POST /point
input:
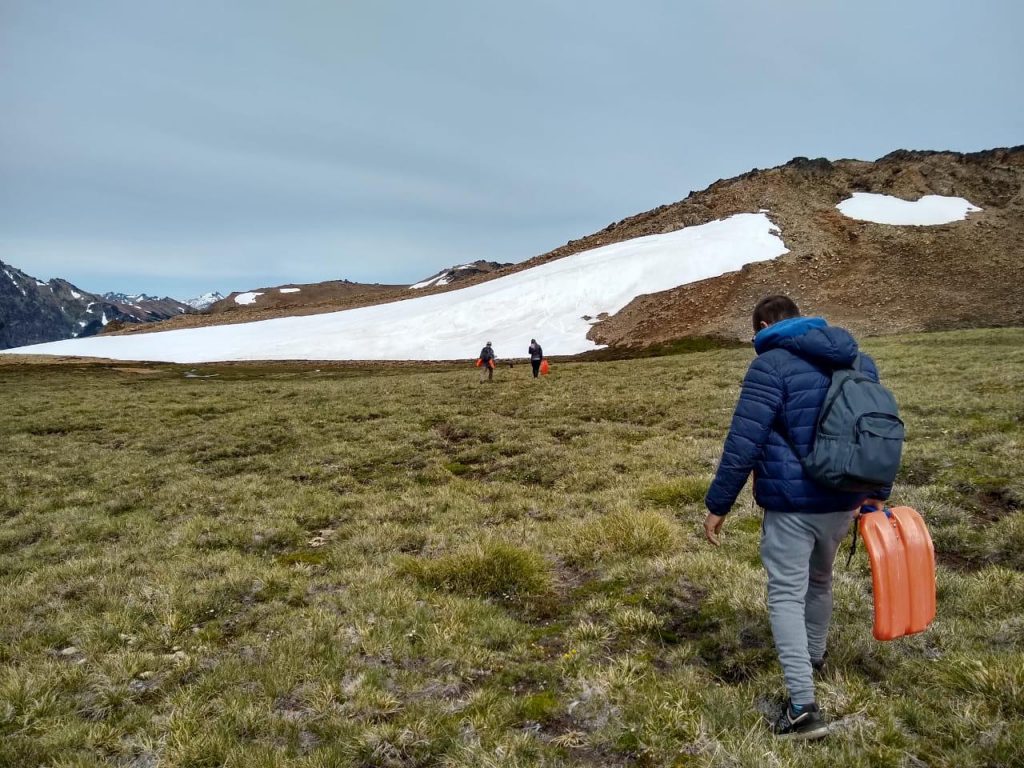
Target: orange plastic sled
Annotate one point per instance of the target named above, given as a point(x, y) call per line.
point(902, 558)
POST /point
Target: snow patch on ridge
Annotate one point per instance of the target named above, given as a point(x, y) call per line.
point(885, 209)
point(547, 302)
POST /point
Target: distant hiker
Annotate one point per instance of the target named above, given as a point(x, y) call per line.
point(536, 356)
point(487, 359)
point(773, 427)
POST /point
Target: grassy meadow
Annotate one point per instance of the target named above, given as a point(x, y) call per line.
point(329, 565)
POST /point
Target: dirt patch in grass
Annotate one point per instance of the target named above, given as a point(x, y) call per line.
point(994, 504)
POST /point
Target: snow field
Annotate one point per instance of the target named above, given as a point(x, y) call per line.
point(885, 209)
point(548, 302)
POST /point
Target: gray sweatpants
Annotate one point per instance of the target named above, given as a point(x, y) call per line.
point(798, 551)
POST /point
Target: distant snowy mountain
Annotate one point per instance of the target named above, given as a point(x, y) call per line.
point(556, 302)
point(33, 311)
point(458, 274)
point(202, 302)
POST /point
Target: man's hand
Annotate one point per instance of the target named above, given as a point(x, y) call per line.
point(713, 526)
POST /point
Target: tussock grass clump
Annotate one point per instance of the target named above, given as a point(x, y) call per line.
point(678, 493)
point(494, 569)
point(619, 535)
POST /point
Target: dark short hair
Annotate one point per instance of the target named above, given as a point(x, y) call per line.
point(771, 309)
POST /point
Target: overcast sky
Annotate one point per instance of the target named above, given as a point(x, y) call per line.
point(176, 147)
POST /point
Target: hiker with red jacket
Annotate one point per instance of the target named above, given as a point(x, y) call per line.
point(487, 358)
point(536, 356)
point(772, 429)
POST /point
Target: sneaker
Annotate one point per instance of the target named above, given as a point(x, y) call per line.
point(805, 723)
point(818, 666)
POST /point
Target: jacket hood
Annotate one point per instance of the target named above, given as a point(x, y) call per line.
point(812, 339)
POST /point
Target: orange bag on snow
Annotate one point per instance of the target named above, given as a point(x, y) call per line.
point(902, 558)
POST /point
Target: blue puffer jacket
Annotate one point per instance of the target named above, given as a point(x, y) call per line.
point(782, 393)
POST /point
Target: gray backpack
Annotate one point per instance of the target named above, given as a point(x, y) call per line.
point(859, 437)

Task statement: Retype all of the rows above word for word, omitting the pictures.

Response to the task:
POST /point
input:
Target: orange plastic sled
Annotate one point per instance of the target named above, given as a point(x, y) call per line.
point(902, 558)
POST /point
Target: snow patch on ridge
Annotate one point per instance of the target named above, given as a point(x, y) call per line.
point(885, 209)
point(547, 302)
POST /point
Target: distant hiker
Annotate one point per instance of the target named above, given as a point(x, y) call per line.
point(536, 356)
point(487, 359)
point(773, 427)
POST /point
Target: grassy meadow
Annotate one point per instance of the target named above, given as a point(x, y) call per line.
point(329, 565)
POST /point
Target: dirt patch in grass
Annotate one point per instance of the target named above, given as a point(x, y) call per line.
point(994, 504)
POST /point
Target: snow field
Annotate one point per instance of the target named above, given as a point(x, y) call per line.
point(885, 209)
point(548, 302)
POST /point
Target: gray sweatpants
Annotate one point per instance of the target named above, given as a point(x, y) call per line.
point(798, 551)
POST /point
Target: distant snowy mountain
Annotate one point per instance of the target named above, given as a point(x, y) call per line.
point(556, 302)
point(33, 311)
point(458, 274)
point(202, 302)
POST /point
Target: man's hand
Annotate one point per instance of the target named above, given as a point(x, y) call per line.
point(713, 526)
POST /point
Target: tussock grass clump
Annotate one point per instance of the target named above, given as a point(x, y) call per line.
point(678, 493)
point(494, 569)
point(619, 535)
POST /point
Target: dark short hair
Annotate one point per instance of the target named above, given as a point(x, y) call per line.
point(771, 309)
POST /point
Target: overcast sky
Annotate one point per instance of the target named above, given as a point(x, y) call per line.
point(176, 147)
POST /point
Target: hiker with red jacket
Annotate one point per instance of the target named above, given as a point(x, y) call per line.
point(487, 358)
point(536, 356)
point(772, 429)
POST /point
Target: sneaker
Annotate one point per instance of the target named above, given as a point(x, y) call per line.
point(805, 723)
point(818, 666)
POST /point
Target: jacket hood
Annotate one point per instance of the target named above, given as a point(x, y) call per line.
point(812, 339)
POST /point
Target: orange bag on snow
Annotate one point per instance of the target named above, given as a point(x, y) call per line.
point(902, 558)
POST /point
Target: blue puffer jacket
Annotate one point per instance of the target named above, given as a point(x, y) call per line.
point(782, 393)
POST /point
Target: gray backpack
Annotate one point per instance of the target named above, given as a point(x, y) call per line.
point(859, 437)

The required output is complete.